Pointing entries for labeled objects:
··········

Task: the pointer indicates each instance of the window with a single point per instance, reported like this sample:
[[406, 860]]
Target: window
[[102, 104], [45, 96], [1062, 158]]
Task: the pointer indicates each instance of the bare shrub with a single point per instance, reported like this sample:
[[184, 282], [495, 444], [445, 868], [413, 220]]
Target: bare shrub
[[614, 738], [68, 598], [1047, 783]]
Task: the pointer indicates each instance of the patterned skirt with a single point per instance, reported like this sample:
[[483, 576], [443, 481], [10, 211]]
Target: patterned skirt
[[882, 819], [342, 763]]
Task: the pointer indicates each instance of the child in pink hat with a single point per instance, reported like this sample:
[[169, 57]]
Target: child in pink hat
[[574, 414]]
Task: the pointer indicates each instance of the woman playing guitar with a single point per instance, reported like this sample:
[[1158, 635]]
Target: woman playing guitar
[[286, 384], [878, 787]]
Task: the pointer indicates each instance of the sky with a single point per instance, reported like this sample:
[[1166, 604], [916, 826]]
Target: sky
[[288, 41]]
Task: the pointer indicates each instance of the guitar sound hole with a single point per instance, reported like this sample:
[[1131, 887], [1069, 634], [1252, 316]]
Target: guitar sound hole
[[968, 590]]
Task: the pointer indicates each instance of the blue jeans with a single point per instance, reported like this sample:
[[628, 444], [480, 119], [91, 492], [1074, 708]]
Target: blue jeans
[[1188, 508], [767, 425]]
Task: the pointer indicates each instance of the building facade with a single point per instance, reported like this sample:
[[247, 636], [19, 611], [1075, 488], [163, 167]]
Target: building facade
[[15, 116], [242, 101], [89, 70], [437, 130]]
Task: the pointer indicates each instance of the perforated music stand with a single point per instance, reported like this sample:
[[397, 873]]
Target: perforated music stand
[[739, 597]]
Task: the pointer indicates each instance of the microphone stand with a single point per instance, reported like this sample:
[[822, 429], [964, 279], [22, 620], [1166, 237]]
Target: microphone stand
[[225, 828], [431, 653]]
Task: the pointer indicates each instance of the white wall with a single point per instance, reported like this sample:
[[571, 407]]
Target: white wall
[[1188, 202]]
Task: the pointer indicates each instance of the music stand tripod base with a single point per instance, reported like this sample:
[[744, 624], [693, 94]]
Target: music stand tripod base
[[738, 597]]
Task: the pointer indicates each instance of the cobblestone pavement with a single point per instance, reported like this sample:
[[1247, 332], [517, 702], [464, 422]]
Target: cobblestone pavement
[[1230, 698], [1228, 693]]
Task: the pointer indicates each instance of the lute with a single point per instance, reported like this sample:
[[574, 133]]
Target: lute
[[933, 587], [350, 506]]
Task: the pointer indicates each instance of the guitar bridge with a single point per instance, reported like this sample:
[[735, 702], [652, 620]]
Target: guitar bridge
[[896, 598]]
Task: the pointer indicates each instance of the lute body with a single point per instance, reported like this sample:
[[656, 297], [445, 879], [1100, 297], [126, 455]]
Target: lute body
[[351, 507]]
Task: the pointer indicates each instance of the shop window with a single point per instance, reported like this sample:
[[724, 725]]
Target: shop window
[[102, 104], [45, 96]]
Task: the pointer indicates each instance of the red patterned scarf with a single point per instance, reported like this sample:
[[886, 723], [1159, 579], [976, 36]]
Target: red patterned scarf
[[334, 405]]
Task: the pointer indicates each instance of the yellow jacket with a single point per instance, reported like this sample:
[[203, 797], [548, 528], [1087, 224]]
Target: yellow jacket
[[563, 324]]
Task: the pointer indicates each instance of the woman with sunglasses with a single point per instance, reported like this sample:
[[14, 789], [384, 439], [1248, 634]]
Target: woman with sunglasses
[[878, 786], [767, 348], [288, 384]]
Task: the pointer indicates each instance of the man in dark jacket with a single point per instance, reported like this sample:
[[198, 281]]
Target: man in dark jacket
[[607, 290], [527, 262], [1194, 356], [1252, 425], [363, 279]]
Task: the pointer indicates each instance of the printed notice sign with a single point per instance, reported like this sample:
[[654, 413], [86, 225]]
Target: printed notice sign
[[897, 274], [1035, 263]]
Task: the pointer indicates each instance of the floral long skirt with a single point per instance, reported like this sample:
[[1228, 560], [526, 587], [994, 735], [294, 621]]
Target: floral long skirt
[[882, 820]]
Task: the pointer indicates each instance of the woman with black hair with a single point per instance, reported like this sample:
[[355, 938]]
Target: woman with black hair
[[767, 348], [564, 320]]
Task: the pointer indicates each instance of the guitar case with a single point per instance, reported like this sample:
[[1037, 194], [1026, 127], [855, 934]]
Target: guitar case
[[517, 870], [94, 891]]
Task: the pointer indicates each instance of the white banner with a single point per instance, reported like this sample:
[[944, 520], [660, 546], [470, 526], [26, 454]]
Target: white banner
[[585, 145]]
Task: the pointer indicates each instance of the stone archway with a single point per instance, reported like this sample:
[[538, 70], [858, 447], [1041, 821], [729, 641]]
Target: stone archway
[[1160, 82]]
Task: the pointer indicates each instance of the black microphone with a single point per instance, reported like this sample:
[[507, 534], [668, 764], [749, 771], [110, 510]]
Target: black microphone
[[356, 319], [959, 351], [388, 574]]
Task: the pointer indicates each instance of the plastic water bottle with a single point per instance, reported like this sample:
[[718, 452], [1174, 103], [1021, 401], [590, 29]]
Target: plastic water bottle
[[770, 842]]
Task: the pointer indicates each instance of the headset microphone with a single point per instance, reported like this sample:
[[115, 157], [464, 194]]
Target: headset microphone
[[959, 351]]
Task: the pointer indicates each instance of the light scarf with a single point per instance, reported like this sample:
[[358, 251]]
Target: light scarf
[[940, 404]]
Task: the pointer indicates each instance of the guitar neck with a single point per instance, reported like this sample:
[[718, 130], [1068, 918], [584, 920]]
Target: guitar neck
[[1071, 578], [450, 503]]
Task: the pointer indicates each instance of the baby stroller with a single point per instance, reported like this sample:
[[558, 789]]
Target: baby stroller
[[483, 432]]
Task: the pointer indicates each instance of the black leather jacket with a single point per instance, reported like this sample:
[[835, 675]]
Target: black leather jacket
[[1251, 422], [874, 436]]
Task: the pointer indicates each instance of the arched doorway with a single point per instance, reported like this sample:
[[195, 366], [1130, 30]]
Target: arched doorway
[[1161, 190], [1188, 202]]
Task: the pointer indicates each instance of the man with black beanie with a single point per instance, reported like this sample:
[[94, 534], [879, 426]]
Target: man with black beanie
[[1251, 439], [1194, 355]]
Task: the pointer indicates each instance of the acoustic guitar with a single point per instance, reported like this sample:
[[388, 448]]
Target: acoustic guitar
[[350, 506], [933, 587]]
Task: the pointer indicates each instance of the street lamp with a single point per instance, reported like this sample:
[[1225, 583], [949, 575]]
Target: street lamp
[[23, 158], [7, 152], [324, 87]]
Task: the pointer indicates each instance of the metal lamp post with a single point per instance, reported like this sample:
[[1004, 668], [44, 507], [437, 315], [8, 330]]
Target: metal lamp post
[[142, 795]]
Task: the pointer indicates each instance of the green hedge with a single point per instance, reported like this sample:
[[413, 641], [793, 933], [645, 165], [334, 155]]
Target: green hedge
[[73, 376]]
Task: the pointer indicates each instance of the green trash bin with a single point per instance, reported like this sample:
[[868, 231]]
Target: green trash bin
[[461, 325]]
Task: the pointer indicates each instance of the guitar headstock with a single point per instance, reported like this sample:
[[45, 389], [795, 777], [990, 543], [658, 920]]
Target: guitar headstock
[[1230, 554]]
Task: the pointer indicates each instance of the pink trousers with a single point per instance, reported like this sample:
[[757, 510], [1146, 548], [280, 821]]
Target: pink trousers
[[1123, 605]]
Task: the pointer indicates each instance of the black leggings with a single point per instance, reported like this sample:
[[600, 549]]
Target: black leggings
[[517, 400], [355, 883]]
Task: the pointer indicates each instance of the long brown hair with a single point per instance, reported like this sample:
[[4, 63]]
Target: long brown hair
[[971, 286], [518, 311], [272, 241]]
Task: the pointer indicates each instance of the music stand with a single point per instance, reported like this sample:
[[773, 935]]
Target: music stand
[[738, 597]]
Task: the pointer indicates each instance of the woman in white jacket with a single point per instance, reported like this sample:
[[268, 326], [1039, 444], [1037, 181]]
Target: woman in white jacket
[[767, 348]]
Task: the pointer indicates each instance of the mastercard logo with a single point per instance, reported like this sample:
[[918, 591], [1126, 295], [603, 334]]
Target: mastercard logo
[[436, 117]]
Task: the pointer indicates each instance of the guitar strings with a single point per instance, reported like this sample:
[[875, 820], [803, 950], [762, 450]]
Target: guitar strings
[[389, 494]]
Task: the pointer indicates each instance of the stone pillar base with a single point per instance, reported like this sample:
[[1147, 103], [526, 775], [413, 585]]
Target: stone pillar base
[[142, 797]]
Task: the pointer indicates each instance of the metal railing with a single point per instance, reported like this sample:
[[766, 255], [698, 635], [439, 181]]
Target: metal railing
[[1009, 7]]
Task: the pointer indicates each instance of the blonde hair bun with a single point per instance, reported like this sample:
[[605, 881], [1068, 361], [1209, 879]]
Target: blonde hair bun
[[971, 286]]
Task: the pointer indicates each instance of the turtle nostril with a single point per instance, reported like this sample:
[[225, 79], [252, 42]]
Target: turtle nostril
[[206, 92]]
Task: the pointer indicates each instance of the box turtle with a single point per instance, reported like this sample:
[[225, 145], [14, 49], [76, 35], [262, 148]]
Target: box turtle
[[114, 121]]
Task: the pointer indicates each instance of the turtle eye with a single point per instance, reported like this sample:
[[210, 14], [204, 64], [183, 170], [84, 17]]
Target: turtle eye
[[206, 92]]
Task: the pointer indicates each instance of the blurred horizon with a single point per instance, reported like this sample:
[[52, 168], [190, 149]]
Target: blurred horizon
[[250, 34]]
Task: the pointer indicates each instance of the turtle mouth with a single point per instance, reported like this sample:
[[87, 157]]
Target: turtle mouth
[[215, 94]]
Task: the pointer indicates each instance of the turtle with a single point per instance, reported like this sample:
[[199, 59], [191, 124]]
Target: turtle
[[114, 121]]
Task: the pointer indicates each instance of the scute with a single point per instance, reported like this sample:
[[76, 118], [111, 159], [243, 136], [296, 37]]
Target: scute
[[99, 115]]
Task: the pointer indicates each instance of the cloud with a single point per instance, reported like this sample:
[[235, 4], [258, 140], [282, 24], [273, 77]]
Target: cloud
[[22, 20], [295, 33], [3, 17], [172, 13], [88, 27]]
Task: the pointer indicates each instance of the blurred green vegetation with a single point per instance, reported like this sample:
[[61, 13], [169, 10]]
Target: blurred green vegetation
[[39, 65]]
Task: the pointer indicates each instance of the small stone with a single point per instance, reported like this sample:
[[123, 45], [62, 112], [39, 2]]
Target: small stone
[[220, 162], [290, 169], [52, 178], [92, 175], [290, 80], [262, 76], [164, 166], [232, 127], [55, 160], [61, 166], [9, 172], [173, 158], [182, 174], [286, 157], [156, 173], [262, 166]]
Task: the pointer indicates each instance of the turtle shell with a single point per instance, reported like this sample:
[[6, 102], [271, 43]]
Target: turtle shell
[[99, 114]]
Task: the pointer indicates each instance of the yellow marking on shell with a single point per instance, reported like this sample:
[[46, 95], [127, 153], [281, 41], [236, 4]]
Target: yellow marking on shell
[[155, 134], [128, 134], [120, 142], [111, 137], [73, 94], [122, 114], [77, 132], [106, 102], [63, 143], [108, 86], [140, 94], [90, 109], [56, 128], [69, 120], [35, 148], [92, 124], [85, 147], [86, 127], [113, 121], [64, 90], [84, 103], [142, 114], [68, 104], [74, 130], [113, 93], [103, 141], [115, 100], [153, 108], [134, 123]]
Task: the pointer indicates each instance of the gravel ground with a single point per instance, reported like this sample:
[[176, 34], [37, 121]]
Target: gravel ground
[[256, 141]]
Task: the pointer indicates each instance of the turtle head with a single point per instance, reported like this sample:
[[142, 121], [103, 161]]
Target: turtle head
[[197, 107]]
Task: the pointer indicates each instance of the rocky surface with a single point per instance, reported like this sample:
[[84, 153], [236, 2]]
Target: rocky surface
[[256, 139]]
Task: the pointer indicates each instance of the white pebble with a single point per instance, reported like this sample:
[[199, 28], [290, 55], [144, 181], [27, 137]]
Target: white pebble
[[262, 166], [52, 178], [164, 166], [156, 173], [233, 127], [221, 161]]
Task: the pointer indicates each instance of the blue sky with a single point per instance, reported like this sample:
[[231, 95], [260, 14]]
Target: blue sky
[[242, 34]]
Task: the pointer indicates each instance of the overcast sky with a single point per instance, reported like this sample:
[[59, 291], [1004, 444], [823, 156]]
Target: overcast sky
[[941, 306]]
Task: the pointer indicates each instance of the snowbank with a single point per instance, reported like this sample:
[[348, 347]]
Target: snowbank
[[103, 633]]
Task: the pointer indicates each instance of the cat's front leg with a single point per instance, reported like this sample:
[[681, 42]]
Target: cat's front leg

··········

Exercise details:
Give the lines of the data starting with the line containing "Task: the pointer indicates each instance of the guitar bridge" and going on through the line containing "[[563, 324]]" as a Markdown table, putting a row number under Row and the line itself under Line. Leave out blank lines.

Reply:
| Row | Line |
|---|---|
| 1 | Task: the pointer indicates each instance of the guitar bridge with a single point per instance, reported like this sample: |
| 2 | [[735, 702], [652, 620]] |
| 3 | Target: guitar bridge |
| 4 | [[896, 598]] |
| 5 | Task: the pointer indicates each instance of the lute body with a single point per instance, reported like this sample: |
| 6 | [[656, 297], [445, 879], [1100, 297], [126, 455]] |
| 7 | Target: lute body |
| 8 | [[351, 507]] |
| 9 | Task: the pointer indicates each instance of the shop window with a single point per instance, reported like this sample: |
| 10 | [[724, 725]] |
| 11 | Target: shop window |
| 12 | [[102, 104], [45, 96]] |
| 13 | Task: the pointer indicates each instance of the red patterned scarf with a single point per instance, reported like this sample: |
| 14 | [[886, 723], [1159, 579], [976, 36]] |
| 15 | Target: red patterned scarf |
| 16 | [[334, 405]] |
| 17 | Task: the pointer indicates each instance of the yellow jacket with a single point per instance, reported like this sample: |
| 18 | [[203, 797], [548, 528], [1087, 224]] |
| 19 | Target: yellow jacket |
| 20 | [[563, 324]] |